TAREFAS A REALIZAR:
- 1) Edite o texto sobre a questão ambiental nas cidades, reproduzindo todo o trecho desde "Ainda que a" até "territorial do município." com "paradoxo" trocado por "contrassenso".
- 2) Responda com base no texto sobre a questão ambiental nas cidades:
(a) Quem assina o texto?
(b) Com quem os municípios compartilham a participação nos processos de licenciamento, proteção e fiscalização ambiental?
(c) Onde ocorre a materialização do dano ambiental?
- 3) Por favor, dê sequência ao texto sobre a questão ambiental nas cidades a partir do ponto em que ele termina.

TEXTO DE ESTUDO:
☆ ☆ ☆
A questão ambiental e suas implicações nas nossas cidades – Revista Algomais – a revista de Pernambuco

A questão ambiental e suas implicações nas nossas cidades

Por Sidnei Aranha* e José Bertotti**

Ainda que a questão ambiental seja importante e transversal como política pública no planejamento das cidades, precisamos entender que a participação dos municípios é compartilhada com os Estados e a União nos processos de licenciamento, proteção e fiscalização ambiental. No entanto, o fato de o município ser o último Poder consultado em relação às alterações na legislação ambiental gera um paradoxo extremamente desfavorável às cidades, já que a materialização do dano ambiental ocorre no espaço territorial do município.
☆ ☆ ☆
DADOS FORNECIDOS:
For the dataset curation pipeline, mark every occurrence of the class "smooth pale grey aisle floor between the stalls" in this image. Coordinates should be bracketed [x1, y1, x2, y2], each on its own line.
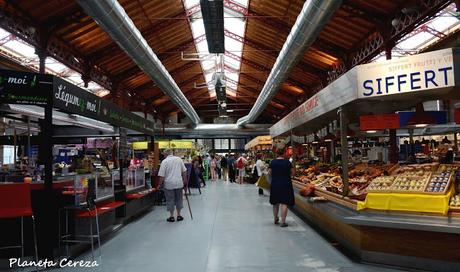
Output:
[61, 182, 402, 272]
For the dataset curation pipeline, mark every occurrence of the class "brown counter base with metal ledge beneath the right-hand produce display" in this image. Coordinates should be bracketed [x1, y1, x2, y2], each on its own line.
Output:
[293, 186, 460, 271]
☆ ☆ ☆
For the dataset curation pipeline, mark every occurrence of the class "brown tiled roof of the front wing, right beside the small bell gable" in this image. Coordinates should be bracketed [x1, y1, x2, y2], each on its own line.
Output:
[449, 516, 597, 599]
☆ ☆ ☆
RESPOSTAS ESPERADAS:
- 1)
Ainda que a questão ambiental seja importante e transversal como política pública no planejamento das cidades, precisamos entender que a participação dos municípios é compartilhada com os Estados e a União nos processos de licenciamento, proteção e fiscalização ambiental. No entanto, o fato de o município ser o último Poder consultado em relação às alterações na legislação ambiental gera um contrassenso extremamente desfavorável às cidades, já que a materialização do dano ambiental ocorre no espaço territorial do município.

- 2)
(a) Sidnei Aranha e José Bertotti.
(b) Com os Estados e a União.
(c) No espaço territorial do município.

- 3)
Embora a Política Nacional do Meio Ambiente, instituída em 1981 e confirmada na Constituição de 1988, seja um forte conjunto de metas e mecanismos que visam reduzir os impactos negativos da ação antrópica, aqueles resultantes da ação humana sobre o meio ambiente, ela carece de atualização no sentido de propiciar voz mais ativa aos municípios, principalmente no que se refere à sua capacidade de promover uma reforma urbana. Afinal, na perspectiva do desenvolvimento sustentável, no qual o tripé econômico, social e ambiental é diametralmente oposto ao consumismo tóxico naturalizado pela sociedade capitalista, as cidades devem ser protagonistas na resistência ao forte apelo do mercado e do sistema financeiro de maneira a assegurar um ordenamento urbano que indique o rumo de um novo modelo de desenvolvimento, ambientalmente sustentável, economicamente solidário e socialmente inclusivo.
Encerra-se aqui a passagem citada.